ZIEL 1: Tausche in den Datensätzen jedes „exercise“ gegen „task“ aus, beginnend mit der Zeile, die „In this exercise you will mark every instance of the submerged“ enthält, und endend mit der Zeile, die „pixel 147 53“ enthält, beide eingeschlossen. Gib nur diese Zeilen sonst unverändert wieder und lass die Bilder weg.

ZITIERTER TEXT:
* * * * * * * * *
Morgens sind wir in der glühenden Hitze zerflossen, doch am Nachmittag kommt Wind auf, und der Himmel zieht sich zu. Von Süden nähern sich schwarze Wolken, hängen drohend über dem Meer. Der Wind peitscht die Wellen hoch, und ich weiß: jetzt oder nie. Behutsam schreite ich die Treppe hinab, das Wasser klatscht gegen die Beine.
Von schräg rechts rollen die Wellen an, türmen sich auf, ohne zu schäumen, und klatschen gegen die Steinböschung des Büsumer Strands. Entschlossen werfe ich mich ihnen entgegen. Ich schwimme. Ringsherum das aufgewühlte Meer – was für ein Kontrast zum chilligen Sonnenuntergang gestern! Als wir bei mediterranen Temperaturen barfuß über den Meeresboden liefen.
Graues Watt, das heute von Wasser bedeckt ist. Und wie dieser lebhafte Boden quatschte, rauschte und blubberte. Emsig mit uns sprach. Wäre doch nur die laute Musik der Hafenkirmes nicht zu uns herüber geschwappt. Nun die Kraft des Meeres zu spüren in dieser gänzlich veränderten Szenerie. Wie viele Gesichter das Watt doch hat.
Ich lege mich an die Wasseroberfläche wie auf ein schaukelndes Sofa. Immer wieder treibe ich ab, um dann energisch zurückzukraulen. Bis ich müde werde von diesem ewigen Kräftemessen, von den Wellen im Spiel mit dem Wind, von diesen sichtbaren und unsichtbaren Kräften, die um mich herum walten.
So ist es immer mit dem Meer und mir.
Irgendwann muss ich mich lösen und zurückgehen in meine Welt. Zurück aus der scheinbaren Schwerelosigkeit, mich trennen von der vielleicht zu sehr gewollten Symbiose, bevor mir doch noch Schwimmhäute und Kiemen wachsen in diesem Badesommer, der nie endet.
* * * * * * * * *
ZU BEARBEITENDE DATENSÄTZE:
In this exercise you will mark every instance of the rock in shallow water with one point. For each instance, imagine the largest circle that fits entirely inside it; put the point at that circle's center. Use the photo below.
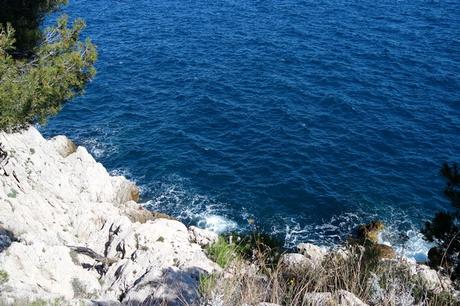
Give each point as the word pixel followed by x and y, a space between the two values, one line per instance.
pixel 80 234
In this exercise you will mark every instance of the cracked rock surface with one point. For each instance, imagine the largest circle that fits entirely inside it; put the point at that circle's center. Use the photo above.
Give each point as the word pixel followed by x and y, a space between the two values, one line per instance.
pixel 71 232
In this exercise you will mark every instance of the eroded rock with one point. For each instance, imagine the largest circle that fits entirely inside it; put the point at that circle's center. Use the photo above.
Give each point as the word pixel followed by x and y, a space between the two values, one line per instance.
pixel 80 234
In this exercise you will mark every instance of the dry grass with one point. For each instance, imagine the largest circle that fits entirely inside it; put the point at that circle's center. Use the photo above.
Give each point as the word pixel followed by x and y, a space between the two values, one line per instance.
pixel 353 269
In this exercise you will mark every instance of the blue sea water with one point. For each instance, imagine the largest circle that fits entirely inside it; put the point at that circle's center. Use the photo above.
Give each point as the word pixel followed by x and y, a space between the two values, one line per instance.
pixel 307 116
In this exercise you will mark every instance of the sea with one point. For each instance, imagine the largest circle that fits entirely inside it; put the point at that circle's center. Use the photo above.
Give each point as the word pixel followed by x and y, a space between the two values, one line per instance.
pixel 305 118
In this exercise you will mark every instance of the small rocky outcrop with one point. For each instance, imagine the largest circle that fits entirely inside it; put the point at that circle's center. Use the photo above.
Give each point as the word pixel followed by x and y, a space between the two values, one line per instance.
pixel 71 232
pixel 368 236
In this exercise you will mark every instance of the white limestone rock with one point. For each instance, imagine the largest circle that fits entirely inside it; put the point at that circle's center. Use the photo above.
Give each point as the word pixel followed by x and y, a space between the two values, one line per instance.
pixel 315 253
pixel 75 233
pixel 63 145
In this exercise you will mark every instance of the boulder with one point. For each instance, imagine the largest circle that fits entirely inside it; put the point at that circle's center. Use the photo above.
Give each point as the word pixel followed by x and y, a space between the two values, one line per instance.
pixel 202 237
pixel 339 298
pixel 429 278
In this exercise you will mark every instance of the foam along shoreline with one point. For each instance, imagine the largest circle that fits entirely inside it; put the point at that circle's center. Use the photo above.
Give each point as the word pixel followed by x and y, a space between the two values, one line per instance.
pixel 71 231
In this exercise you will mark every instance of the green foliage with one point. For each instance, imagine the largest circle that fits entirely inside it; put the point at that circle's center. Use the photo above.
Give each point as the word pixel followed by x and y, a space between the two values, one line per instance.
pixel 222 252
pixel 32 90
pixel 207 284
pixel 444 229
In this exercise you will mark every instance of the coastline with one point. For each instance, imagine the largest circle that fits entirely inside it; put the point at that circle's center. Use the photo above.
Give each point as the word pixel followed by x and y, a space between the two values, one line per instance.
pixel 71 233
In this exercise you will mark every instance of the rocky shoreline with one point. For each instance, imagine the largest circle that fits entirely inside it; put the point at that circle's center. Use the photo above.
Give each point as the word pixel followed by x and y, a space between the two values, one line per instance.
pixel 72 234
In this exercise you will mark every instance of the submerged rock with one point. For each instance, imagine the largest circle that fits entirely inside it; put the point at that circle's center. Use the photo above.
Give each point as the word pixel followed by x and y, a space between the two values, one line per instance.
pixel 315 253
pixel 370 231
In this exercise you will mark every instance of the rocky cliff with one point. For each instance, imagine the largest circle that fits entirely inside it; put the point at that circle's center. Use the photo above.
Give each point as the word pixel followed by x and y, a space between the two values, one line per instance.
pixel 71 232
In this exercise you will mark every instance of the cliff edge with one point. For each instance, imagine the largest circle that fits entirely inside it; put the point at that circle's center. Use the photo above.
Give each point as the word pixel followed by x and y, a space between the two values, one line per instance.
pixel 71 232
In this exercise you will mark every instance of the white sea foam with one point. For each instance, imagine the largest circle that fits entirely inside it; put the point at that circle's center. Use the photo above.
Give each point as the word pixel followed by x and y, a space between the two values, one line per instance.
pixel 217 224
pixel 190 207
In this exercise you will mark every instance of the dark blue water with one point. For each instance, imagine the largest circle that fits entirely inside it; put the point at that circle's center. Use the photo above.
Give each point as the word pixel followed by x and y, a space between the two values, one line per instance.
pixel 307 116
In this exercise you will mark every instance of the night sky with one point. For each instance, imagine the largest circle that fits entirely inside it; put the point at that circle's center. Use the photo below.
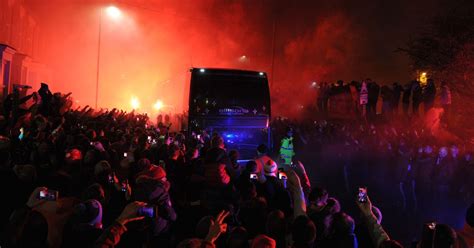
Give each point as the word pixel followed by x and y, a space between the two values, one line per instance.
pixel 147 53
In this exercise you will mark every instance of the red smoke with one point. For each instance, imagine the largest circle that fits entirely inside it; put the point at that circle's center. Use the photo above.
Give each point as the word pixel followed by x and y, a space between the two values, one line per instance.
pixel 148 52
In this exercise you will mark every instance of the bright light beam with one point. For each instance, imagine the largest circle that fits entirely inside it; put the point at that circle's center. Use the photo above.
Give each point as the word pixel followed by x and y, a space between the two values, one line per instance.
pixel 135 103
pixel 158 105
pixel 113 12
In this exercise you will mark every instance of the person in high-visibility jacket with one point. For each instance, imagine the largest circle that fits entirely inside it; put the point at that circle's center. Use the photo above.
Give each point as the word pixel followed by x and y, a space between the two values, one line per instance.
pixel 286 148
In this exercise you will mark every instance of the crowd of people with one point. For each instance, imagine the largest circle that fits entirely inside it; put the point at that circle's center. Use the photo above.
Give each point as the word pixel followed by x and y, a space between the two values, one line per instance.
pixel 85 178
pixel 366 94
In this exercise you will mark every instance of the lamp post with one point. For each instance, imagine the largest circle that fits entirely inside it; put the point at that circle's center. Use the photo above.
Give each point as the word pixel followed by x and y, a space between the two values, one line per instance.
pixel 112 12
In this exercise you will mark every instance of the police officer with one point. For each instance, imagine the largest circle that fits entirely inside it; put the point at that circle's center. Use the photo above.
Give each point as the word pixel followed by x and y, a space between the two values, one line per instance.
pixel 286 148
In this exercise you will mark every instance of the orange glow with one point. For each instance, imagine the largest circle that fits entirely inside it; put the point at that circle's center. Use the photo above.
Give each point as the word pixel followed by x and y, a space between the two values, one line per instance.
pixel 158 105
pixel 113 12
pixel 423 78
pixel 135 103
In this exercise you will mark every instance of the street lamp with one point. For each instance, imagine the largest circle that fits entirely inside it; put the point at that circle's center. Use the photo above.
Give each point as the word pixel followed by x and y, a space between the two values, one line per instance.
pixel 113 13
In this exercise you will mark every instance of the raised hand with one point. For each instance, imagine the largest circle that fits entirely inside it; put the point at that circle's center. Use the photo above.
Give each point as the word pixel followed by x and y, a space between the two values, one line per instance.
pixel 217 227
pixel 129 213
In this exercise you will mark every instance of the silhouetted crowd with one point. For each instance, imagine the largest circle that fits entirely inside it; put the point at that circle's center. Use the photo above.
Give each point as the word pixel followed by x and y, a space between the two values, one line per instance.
* * * * * * * * *
ZIEL 2: Erkläre in ein bis drei Sätzen, warum die erzählende Person im zitierten Text immer wieder energisch zurückkrault.

VOLLSTÄNDIGE ANTWORT 1:
In this task you will mark every instance of the submerged rock with one point. For each instance, imagine the largest circle that fits entirely inside it; put the point at that circle's center. Use the photo above.
Give each point as the word pixel followed by x and y, a space between the two values, one line per instance.
pixel 315 253
pixel 370 231
In this task you will mark every instance of the rocky cliff with one point. For each instance, imagine the largest circle that fits entirely inside it; put the point at that circle's center. Use the photo above.
Give each point as the word pixel followed by x and y, a space between the two values, one line per instance.
pixel 71 232
In this task you will mark every instance of the cliff edge with one point. For each instance, imagine the largest circle that fits entirely inside it; put the point at that circle's center. Use the photo above.
Give each point as the word pixel followed by x and y, a space between the two values, one line per instance.
pixel 71 232
In this task you will mark every instance of the white sea foam with one point. For each instance, imagine the largest circle that fits entirely inside it; put the point at that circle's center. Use the photo above.
Give each point as the word pixel followed by x and y, a space between the two values, one line per instance.
pixel 217 224
pixel 190 207
In this task you will mark every instance of the dark blue water with one point. For each instance, imagine the largest circle that fits entirely inside it; put the point at that circle's center. Use the photo above.
Give each point as the word pixel followed by x and y, a space between the two values, one line per instance.
pixel 307 116
In this task you will mark every instance of the night sky with one point. For each instance, imagine the largest circle that fits entirely inside it; put the point at that circle's center. Use the photo below.
Give each point as the word pixel followed by x and y, a space between the two values, one line per instance.
pixel 147 53

VOLLSTÄNDIGE ANTWORT 2: Die erzählende Person liegt auf der Wasseroberfläche wie auf einem schaukelnden Sofa und treibt dabei immer wieder ab. Um zurückzukommen, krault sie jedes Mal energisch zurück.